_WHAT TO WORK ON_
a: Using the metals market report, decide whether each statement agrees with it: (i) Codelco raised copper premiums for Chinese buyers to $115 per tonne for 2011; (ii) lead prices rose as lead inventories fell; (iii) tin inventories declined. Answer each with yes or no and quote the deciding words.
b: According to the metals market report, by how many tonnes did cobalt inventories rise, and what total did they reach?
c: Carry on writing the metals market report from its last sentence.

Feb copper minis saw recent business at $8,424, with 10 lots changing hands - brokers from today are quoting the five-tonne cash-settled contracts more actively.

On the physical side, reports circulated that Chile's Codelco had raised annual physical copper premiums for Chinese buyers by 35 percent to $115 per tonne for 2011. So far it has raised premiums to Japanese, South Korean and European buyers to $98 per tonne.

Aluminium was hemmed in below the $2,400 level, with business at $2,291, up $27 still. There was a 4,100-tonne fall in stocks to 4,298,025 tonnes.

Nickel business at $21,900 was up just $50 while stocks recorded their fourth successive daily decline from what had been five-month highs, dropping a net 90 tonnes to 130,014 tonnes.

Elsewhere, zinc traded at $2,170, up $10, with stocks falling 400 tonnes. But lead fell back to $2,270, down $7, despite a 200-tonne inventory decline. Tin rose $100 to $25,100 although inventories rose again - up 100 tonnes.

Cobalt inventories, which have been declining modestly in recent days, reversed that trend and jumped 8.6 percent or 15 tonnes to 189 tonnes due to warrantings in Rotterdam. There were no movements in headline molybdenum and steel billet stocks.

BULLION MORNING - Gold rangebound but stronger euro, macroeconomic woes support

London 22/11/2010 - Gold was rangy in Monday morning trade, supported by a stronger euro after the Irish financial bailout was confirmed, while persisting macroeconomic uncertainty maintained safe-haven interest.

_GIVEN DATA_
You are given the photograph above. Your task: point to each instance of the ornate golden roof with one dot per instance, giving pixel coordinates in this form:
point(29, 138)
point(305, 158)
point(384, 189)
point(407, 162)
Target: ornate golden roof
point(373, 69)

_ANSWERS GIVEN_
a:
(i) Yes: "Chile's Codelco had raised annual physical copper premiums for Chinese buyers by 35 percent to $115 per tonne for 2011"
(ii) No: "But lead fell back to $2,270, down $7, despite a 200-tonne inventory decline."
(iii) No: "Tin rose $100 to $25,100 although inventories rose again - up 100 tonnes."

b: They rose by 15 tonnes, to 189 tonnes.

c:
Spot gold reached its highest in almost a week at $1,365 but is trading within a relatively tight band - it was last at $1,359.80/1,360.60 per ounce, up $6.30 from Friday. On the charts, next resistance is set at the uptrend line of $1,366 and then $1,376, with support pegged at the $1,342 support line and around the recent low of $1,329.

On Sunday the Irish Government agreed to make a formal request for a multi-billion-euro loan package to the European Union and the International Monetary Fund, with terms to be negotiated over the coming days. These loans are to tackle the country's banking and budget crisis in a bid to protect Europe's financial stability.

But fears of the effects of Chinese fiscal tightening last week - it raised the cash reserve requirement for banks for the second time in two weeks on Friday - combined with lasting fears of debt contagion in the eurozone despite the Irish aid package are keeping safe-haven demand well supported.

"Since investment demand continues to be strong and US bond yields remain at a very low level, we would argue that prices have further upside," broker Credit Suisse noted. "However, the uptrend is likely to be less steady in the future as sentiment looks shaky.”

Gold has struck repeated record highs in recent weeks, bolstered by store-of-value-related buying on inflationary fears and a subsiding dollar, to hit a lifetime best of $1,424.60 on November 9.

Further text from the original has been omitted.